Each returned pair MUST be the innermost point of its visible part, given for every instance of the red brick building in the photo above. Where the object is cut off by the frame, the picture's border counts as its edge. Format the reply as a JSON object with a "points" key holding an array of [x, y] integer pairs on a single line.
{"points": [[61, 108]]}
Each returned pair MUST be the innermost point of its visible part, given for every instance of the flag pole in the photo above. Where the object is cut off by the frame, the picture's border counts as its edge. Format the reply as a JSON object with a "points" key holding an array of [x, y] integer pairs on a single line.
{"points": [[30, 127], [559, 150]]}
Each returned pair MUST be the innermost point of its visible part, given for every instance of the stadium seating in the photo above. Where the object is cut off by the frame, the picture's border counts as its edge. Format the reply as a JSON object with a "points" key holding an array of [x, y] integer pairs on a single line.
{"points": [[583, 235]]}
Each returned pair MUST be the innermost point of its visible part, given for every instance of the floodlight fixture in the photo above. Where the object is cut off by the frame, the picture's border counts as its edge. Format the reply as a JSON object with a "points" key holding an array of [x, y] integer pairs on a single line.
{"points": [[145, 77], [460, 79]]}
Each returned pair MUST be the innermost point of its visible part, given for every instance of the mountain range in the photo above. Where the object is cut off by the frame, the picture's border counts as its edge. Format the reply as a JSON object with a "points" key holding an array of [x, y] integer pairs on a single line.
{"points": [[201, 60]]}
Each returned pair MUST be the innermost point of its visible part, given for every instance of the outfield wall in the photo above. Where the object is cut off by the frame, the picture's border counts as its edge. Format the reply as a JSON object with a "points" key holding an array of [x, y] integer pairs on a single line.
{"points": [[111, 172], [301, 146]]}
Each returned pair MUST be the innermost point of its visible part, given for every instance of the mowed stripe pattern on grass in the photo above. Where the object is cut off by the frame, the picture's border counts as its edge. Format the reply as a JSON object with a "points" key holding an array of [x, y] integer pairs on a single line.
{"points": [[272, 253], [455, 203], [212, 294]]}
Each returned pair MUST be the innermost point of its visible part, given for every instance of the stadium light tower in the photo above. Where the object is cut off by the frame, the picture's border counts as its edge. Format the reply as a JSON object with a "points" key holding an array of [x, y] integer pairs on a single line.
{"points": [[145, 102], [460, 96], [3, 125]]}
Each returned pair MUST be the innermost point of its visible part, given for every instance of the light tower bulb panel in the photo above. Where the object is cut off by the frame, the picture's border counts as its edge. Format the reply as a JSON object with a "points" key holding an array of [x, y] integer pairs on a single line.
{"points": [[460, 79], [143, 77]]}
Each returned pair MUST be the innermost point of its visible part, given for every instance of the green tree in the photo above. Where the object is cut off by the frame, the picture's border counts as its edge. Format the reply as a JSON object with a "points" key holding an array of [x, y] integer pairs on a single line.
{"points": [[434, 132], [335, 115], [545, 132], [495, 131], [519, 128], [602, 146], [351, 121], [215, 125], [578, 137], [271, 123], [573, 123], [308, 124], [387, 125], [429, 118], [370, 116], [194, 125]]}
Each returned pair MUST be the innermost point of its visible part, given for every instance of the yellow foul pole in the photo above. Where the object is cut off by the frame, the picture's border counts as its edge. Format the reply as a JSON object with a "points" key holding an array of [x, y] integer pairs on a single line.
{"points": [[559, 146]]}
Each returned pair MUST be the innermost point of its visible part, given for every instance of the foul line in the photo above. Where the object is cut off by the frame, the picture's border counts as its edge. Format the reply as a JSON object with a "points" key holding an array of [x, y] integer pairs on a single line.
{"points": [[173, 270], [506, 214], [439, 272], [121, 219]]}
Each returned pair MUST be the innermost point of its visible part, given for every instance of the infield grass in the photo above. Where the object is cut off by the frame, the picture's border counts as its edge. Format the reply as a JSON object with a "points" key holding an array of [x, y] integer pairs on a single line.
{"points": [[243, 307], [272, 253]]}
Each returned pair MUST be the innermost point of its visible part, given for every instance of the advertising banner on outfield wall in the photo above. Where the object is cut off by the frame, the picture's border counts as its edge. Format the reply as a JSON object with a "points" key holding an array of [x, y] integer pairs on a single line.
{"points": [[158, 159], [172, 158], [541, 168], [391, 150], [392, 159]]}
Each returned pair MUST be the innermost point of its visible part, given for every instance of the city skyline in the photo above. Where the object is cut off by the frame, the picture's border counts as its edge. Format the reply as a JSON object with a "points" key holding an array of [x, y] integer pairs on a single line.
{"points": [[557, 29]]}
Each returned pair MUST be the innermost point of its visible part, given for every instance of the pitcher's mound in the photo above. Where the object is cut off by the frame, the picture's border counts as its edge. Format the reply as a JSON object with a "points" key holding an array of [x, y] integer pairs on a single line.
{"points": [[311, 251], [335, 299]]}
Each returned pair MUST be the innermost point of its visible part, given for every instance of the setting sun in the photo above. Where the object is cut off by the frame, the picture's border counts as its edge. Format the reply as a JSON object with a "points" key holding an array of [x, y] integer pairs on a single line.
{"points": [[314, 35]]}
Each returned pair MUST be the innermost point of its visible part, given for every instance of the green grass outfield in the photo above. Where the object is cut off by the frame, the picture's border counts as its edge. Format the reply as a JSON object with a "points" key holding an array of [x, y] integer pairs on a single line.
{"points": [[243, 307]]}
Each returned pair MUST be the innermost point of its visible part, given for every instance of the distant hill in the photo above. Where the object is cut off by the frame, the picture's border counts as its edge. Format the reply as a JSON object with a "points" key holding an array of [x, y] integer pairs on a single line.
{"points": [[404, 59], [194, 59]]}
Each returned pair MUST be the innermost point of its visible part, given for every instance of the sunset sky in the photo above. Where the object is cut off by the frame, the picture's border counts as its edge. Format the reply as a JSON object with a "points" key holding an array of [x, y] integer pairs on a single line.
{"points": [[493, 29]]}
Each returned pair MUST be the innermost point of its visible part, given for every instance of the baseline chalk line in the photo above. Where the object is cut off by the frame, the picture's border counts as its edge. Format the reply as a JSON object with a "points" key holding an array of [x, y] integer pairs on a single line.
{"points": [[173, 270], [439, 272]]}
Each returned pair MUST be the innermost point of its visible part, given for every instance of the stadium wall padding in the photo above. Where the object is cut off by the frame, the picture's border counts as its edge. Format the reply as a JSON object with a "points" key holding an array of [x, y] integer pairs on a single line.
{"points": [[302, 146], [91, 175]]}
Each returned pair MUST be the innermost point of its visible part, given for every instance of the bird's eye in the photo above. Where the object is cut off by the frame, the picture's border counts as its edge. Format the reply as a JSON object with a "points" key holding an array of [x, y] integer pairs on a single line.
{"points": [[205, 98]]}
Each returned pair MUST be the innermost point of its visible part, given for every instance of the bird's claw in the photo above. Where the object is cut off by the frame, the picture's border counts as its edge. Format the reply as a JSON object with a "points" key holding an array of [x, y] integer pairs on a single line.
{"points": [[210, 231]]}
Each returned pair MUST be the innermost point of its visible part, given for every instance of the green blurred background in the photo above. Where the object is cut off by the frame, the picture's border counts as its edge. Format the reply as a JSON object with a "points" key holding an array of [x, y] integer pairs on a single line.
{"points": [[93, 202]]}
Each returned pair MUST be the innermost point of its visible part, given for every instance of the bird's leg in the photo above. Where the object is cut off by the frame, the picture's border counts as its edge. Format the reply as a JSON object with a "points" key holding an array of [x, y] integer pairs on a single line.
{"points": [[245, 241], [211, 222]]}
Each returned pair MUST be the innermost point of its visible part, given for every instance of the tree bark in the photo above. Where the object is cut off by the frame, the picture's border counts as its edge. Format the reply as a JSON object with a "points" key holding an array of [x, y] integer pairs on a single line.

* _Problem to solve_: Each record above should be given again exactly as it appears.

* _Task response_:
Each returned pair MUST be the innermost point of its visible part, given for every instance of the red brick building in the photo above. Where the object is cut off by the frame, the picture's border counts as its edge. Format the reply as a JSON object with a "points" key holding an array of [x, y] integer pairs on a single line.
{"points": [[61, 108]]}
Each returned pair MUST be the innermost point of its visible part, given for every instance of the flag pole in the photo above. Where the object is cut off by the frame, the picture's border counts as its edge. Format the reply as a JSON object with a "points" key holding an array of [x, y] integer pairs on a single line.
{"points": [[30, 127], [559, 150]]}
Each returned pair MUST be the innermost point of its visible part, given for every instance of the stadium seating in the photo above. Where the object is cut off by the frame, the picture's border counts as its edge. Format the reply as a JSON object with a "points" key holding an array of [x, y] integer pairs on a single line.
{"points": [[583, 235]]}
Each returned pair MUST be the innermost point of its visible part, given for every instance of the floodlight fixture in the photo above. Where the object is cut off by the frame, the picture's border counts as its edge. Format the reply as a JSON object with a "points" key holding an array of [x, y] integer pairs on a single line.
{"points": [[145, 77], [460, 79]]}
Each returned pair MUST be the innermost point of its visible part, given for every instance of the mountain range in the photo above. Where the object is cut off by the frame, the picture's border counts as its edge. Format the reply as a JSON object with a "points" key holding an array of [x, y] integer pairs on a single line.
{"points": [[201, 60]]}
Each returned pair MUST be the innermost point of its visible part, given for every instance of the outfield wall in the photo above. Where the object is cut off by the frame, the picture's border counts as its edge. Format the reply as a JSON object with a "points" key holding an array of [x, y] integer pairs on a single line.
{"points": [[111, 172], [301, 146]]}
Each returned pair MUST be the innermost point of its visible part, given for every instance of the mowed stripe pattern on grass in the photo above. Where the object is cut off by the frame, the picture's border counts as its edge. Format the reply as a JSON object with a "points" key holding an array of [x, y] integer pairs on a single line.
{"points": [[272, 253], [455, 203], [212, 294]]}
Each returned pair MUST be the innermost point of its visible part, given for every instance of the stadium light tower in the photo above. Where the object is cut off by the frame, the picture's border counts as its edge. Format the reply as a JSON object with a "points" key holding an array of [x, y] integer pairs on a single line.
{"points": [[145, 102], [460, 96], [3, 125]]}
Each returned pair MUST be the innermost point of its visible part, given for every instance of the light tower bulb panel in the photo above. Where the object is cut off by the frame, the picture's border counts as its edge. Format the reply as a JSON object with a "points" key holding an array of [x, y] integer pairs on a single line.
{"points": [[460, 79], [143, 77]]}
Each returned pair MUST be the innermost point of its visible part, given for every instance of the green tree in the photo above. Where the object is cut off by the frame, the picture's border counts as its edge. Format the reply as a JSON object with a "points" key holding an array of [x, y] integer pairs on a single line.
{"points": [[434, 132], [335, 115], [545, 132], [495, 131], [519, 128], [602, 146], [351, 121], [215, 125], [578, 137], [271, 123], [573, 123], [308, 124], [387, 125], [429, 118], [370, 116], [194, 125]]}
Each returned pair MUST be the innermost point of its visible part, given for every instance of the yellow foul pole in the photo above. Where the object is cut off by the frame, the picture's border counts as its edge. Format the reply as a JSON object with a "points" key holding an array of [x, y] integer pairs on a single line.
{"points": [[559, 146]]}
Each returned pair MUST be the innermost point of its visible part, given for every instance of the foul line in the photo above. Where the object is cut off by the frame, the picture's border counts as its edge. Format the reply as a JSON object with a "points" key holding an array of [x, y] integer pairs on a single line.
{"points": [[173, 270], [506, 214], [439, 272], [121, 219]]}
Each returned pair MUST be the innermost point of its visible part, given for every instance of the infield grass in the photo above. Where the object is cut off by the frame, the picture's border counts as its edge. Format the reply as a JSON object with a "points" key holding an array of [x, y] integer pairs on a single line.
{"points": [[243, 307], [272, 253]]}
Each returned pair MUST be the innermost point of its visible part, given for every instance of the advertising banner on outfield wall in the photo above. Where the object is cut off by the frame, the picture's border counts as its edge. Format the reply as a JSON object with a "points" key holding an array of [x, y] integer pairs on a single line.
{"points": [[158, 159], [172, 158], [541, 168], [391, 150], [392, 159]]}
Each returned pair MUST be the innermost point of its visible part, given for every instance of the city skyline in the photo above. Where the object is cut off by the frame, the picture's border counts as its edge. Format the reply as a JSON object with a "points" key holding an array of [x, y] integer pairs on a single line.
{"points": [[557, 29]]}
Each returned pair MUST be the innermost point of its visible part, given for every instance of the pitcher's mound in the photo above. Where the object is cut off by the frame, the picture's border counts as its edge. Format the reply as a JSON object with a "points" key holding an array of [x, y] integer pairs on a single line.
{"points": [[311, 251], [335, 299]]}
Each returned pair MUST be the innermost point of its visible part, given for every instance of the setting sun in the photo above. Where the object is cut off by the frame, the picture's border counts as its edge. Format the reply as a JSON object with a "points" key holding an array of [x, y] integer pairs on a single line.
{"points": [[314, 35]]}
Each returned pair MUST be the innermost point of its visible part, given for every instance of the green grass outfield in the photo above. Where the object is cut off by the frame, the picture's border counts as its edge. Format the reply as a JSON object with a "points" key holding an array of [x, y] integer pairs on a single line.
{"points": [[243, 307]]}
Each returned pair MUST be the innermost point of its visible part, given for every instance of the distant hill in the photo above. Where the object is cut off by the frame, the picture's border counts as its edge. Format the reply as a JSON object with a "points" key holding an array of [x, y] integer pairs on a single line.
{"points": [[404, 59], [194, 59]]}
Each returned pair MUST be the innermost point of its visible part, given for every instance of the sunset sky in the photo above. Where the object is cut off by the frame, the picture's border counts as its edge. Format the reply as a JSON object with a "points" key holding an array of [x, y] integer pairs on a single line.
{"points": [[493, 29]]}
Each returned pair MUST be the innermost point of its visible part, given for every instance of the baseline chalk line in the photo above. Where the object is cut off by the frame, the picture's border counts as its edge. Format the reply as a JSON object with a "points" key holding an array of [x, y] integer pairs on a single line.
{"points": [[173, 270], [439, 272]]}
Each returned pair MUST be the innermost point of its visible part, given for every instance of the stadium wall padding in the photo above. Where the object is cut off by the frame, the picture's border counts as its edge. Format the reply as a JSON object with a "points" key holding an array of [x, y] integer pairs on a single line.
{"points": [[302, 146], [91, 175]]}
Each returned pair MUST be the innermost point of its visible part, given for every instance of the bird's eye in the photo above. Where the object is cut off by the frame, the picture's border counts as its edge. Format the reply as a JSON object with a "points" key holding an array of [x, y] integer pairs on a single line.
{"points": [[205, 98]]}
Each returned pair MUST be the innermost point of its visible part, given for every instance of the bird's claw in the photo above. Where the object is cut off by the frame, the picture's border counts as its edge. Format the reply as a JSON object with a "points" key holding an array of [x, y] integer pairs on a single line.
{"points": [[210, 231]]}
Each returned pair MUST be the innermost point of its visible part, given for every instance of the green blurred background in the photo above. Where the object is cut off by the frame, the picture's border counts as its edge. Format the reply as a JSON object with a "points" key holding an array of [x, y] integer pairs on a single line.
{"points": [[93, 202]]}
Each returned pair MUST be the innermost point of its visible part, given for every instance of the bird's leg in the photo above. Where the object is cut off by the frame, the picture's border counts as its edge. Format the reply as a JSON object with a "points" key holding an array of [x, y] integer pairs on a single line.
{"points": [[245, 241], [211, 222]]}
Each returned pair MUST be the innermost point of its visible part, given for every instance of the tree bark in the photo above. Where the object is cut off by the frame, the picture's border counts as its edge. Format the reply as a JSON object with a "points" key holding an array of [x, y] integer pairs on a single line.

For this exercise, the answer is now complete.